### Direction
Reproduce each of the records below word for word, keeping every line as it stands.

### Records provided
▬▬▬▬▬▬

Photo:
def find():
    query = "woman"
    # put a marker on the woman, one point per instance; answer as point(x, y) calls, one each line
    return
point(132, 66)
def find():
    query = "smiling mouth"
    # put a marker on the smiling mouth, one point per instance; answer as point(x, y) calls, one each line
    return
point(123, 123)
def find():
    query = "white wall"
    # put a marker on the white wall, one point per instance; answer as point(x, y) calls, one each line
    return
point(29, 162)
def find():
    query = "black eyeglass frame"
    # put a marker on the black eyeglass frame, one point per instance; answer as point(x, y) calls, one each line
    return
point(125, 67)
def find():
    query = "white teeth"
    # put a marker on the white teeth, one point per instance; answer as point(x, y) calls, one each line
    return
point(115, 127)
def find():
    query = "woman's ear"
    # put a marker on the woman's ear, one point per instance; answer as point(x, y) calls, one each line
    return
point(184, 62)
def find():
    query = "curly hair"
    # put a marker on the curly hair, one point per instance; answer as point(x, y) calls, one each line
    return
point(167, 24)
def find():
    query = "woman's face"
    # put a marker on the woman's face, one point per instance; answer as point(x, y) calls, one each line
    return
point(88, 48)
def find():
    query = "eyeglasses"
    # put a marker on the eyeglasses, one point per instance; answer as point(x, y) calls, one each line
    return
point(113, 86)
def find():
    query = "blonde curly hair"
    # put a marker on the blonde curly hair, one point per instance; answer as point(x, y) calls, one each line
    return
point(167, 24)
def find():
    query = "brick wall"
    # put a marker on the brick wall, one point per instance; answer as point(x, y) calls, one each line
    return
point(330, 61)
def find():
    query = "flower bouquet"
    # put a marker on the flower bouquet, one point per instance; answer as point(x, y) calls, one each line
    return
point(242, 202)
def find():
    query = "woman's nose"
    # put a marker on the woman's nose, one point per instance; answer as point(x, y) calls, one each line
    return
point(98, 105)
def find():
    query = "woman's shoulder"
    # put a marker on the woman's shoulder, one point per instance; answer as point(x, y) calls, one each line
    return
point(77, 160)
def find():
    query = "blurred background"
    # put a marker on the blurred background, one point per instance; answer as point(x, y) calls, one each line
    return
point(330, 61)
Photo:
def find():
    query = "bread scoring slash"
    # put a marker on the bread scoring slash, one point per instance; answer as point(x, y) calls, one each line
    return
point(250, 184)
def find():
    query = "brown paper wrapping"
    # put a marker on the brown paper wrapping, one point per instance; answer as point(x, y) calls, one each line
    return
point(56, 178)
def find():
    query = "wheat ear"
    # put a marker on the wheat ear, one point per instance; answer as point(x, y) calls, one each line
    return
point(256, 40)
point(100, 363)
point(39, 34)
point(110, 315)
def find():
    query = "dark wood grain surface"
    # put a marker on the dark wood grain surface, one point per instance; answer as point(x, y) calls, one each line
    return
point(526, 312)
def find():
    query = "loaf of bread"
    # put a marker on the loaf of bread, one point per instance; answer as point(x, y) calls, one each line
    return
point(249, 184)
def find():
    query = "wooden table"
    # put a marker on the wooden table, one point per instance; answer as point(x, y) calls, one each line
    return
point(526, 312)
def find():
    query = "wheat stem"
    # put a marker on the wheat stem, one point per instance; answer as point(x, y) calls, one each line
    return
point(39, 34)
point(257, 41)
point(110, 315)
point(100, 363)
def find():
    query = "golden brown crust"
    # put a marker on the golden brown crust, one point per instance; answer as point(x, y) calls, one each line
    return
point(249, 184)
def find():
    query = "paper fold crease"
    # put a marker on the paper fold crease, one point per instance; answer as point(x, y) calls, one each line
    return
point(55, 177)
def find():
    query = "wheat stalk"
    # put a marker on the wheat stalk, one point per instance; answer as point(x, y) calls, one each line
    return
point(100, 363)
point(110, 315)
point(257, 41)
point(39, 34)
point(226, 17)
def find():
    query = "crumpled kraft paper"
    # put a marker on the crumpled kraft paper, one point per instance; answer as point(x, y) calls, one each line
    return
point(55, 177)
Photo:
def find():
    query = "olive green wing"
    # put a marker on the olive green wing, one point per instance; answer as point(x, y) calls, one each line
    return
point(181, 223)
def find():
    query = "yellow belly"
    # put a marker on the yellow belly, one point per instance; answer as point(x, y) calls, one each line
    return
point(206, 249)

▬▬▬▬▬▬

### Response
Photo:
def find():
    query = "woman"
    # put a marker on the woman, one point per instance; answer as point(x, y) calls, one each line
    return
point(132, 66)
def find():
    query = "smiling mouth"
    # put a marker on the smiling mouth, one point per instance; answer as point(x, y) calls, one each line
    return
point(123, 123)
def find():
    query = "white wall"
    # put a marker on the white wall, one point per instance; answer as point(x, y) calls, one each line
    return
point(29, 162)
def find():
    query = "black eyeglass frame"
    # put a marker on the black eyeglass frame, one point per instance; answer as point(x, y) calls, one each line
    return
point(125, 67)
def find():
    query = "white teeth"
    # put a marker on the white teeth, one point per instance; answer as point(x, y) calls, one each line
    return
point(115, 127)
def find():
    query = "woman's ear"
    # put a marker on the woman's ear, one point per instance; answer as point(x, y) calls, one each line
    return
point(184, 62)
def find():
    query = "curly hair"
    # put a marker on the curly hair, one point per instance; answer as point(x, y) calls, one each line
    return
point(167, 24)
def find():
    query = "woman's face"
    # put a marker on the woman's face, one point per instance; answer as point(x, y) calls, one each line
    return
point(88, 48)
def find():
    query = "eyeglasses"
    # put a marker on the eyeglasses, one point per instance; answer as point(x, y) calls, one each line
    return
point(113, 86)
def find():
    query = "blonde curly hair"
    # put a marker on the blonde curly hair, one point per instance; answer as point(x, y) calls, one each line
    return
point(167, 24)
def find():
    query = "brick wall"
    # put a marker on the brick wall, one point per instance; answer as point(x, y) calls, one each line
    return
point(330, 61)
def find():
    query = "flower bouquet"
    # put a marker on the flower bouquet, one point per instance; answer as point(x, y) calls, one each line
    return
point(242, 202)
def find():
    query = "woman's nose"
    # put a marker on the woman's nose, one point per instance; answer as point(x, y) calls, one each line
    return
point(98, 105)
def find():
    query = "woman's shoulder"
    # put a marker on the woman's shoulder, one point per instance; answer as point(x, y) calls, one each line
    return
point(77, 160)
def find():
    query = "blurred background"
    # put a marker on the blurred background, one point per instance; answer as point(x, y) calls, one each line
    return
point(330, 61)
Photo:
def find():
    query = "bread scoring slash"
    # put a marker on the bread scoring slash, one point per instance; answer as point(x, y) calls, one each line
    return
point(250, 184)
def find():
    query = "brown paper wrapping"
    # put a marker on the brown paper wrapping, one point per instance; answer as point(x, y) calls, one each line
    return
point(56, 178)
def find():
    query = "wheat ear"
    # put a marker on the wheat ear, one point per instance; answer as point(x, y) calls, one each line
    return
point(256, 40)
point(100, 363)
point(39, 34)
point(110, 315)
def find():
    query = "dark wood grain surface"
    # put a marker on the dark wood grain surface, one point per instance; answer as point(x, y) calls, one each line
    return
point(526, 312)
def find():
    query = "loaf of bread"
    # put a marker on the loaf of bread, one point per instance; answer as point(x, y) calls, one each line
    return
point(249, 184)
def find():
    query = "wooden table"
    # put a marker on the wooden table, one point per instance; answer as point(x, y) calls, one each line
    return
point(526, 312)
def find():
    query = "wheat stem"
    # put a marker on the wheat stem, one point per instance; answer as point(x, y) calls, one each line
    return
point(39, 34)
point(257, 41)
point(110, 315)
point(100, 363)
def find():
    query = "golden brown crust"
    # put a marker on the golden brown crust, one point per instance; answer as point(x, y) calls, one each line
    return
point(249, 184)
def find():
    query = "paper fold crease"
    # put a marker on the paper fold crease, one point per instance; answer as point(x, y) calls, one each line
    return
point(55, 177)
def find():
    query = "wheat stalk"
    # put a marker on the wheat stalk, one point per instance; answer as point(x, y) calls, one each line
    return
point(100, 363)
point(110, 315)
point(257, 41)
point(39, 34)
point(226, 17)
def find():
    query = "crumpled kraft paper"
    # put a marker on the crumpled kraft paper, one point per instance; answer as point(x, y) calls, one each line
    return
point(55, 177)
Photo:
def find():
    query = "olive green wing"
    # put a marker on the olive green wing, one point per instance; answer as point(x, y) calls, one each line
    return
point(181, 223)
def find():
    query = "yellow belly"
    # put a marker on the yellow belly, one point per instance; answer as point(x, y) calls, one each line
    return
point(206, 249)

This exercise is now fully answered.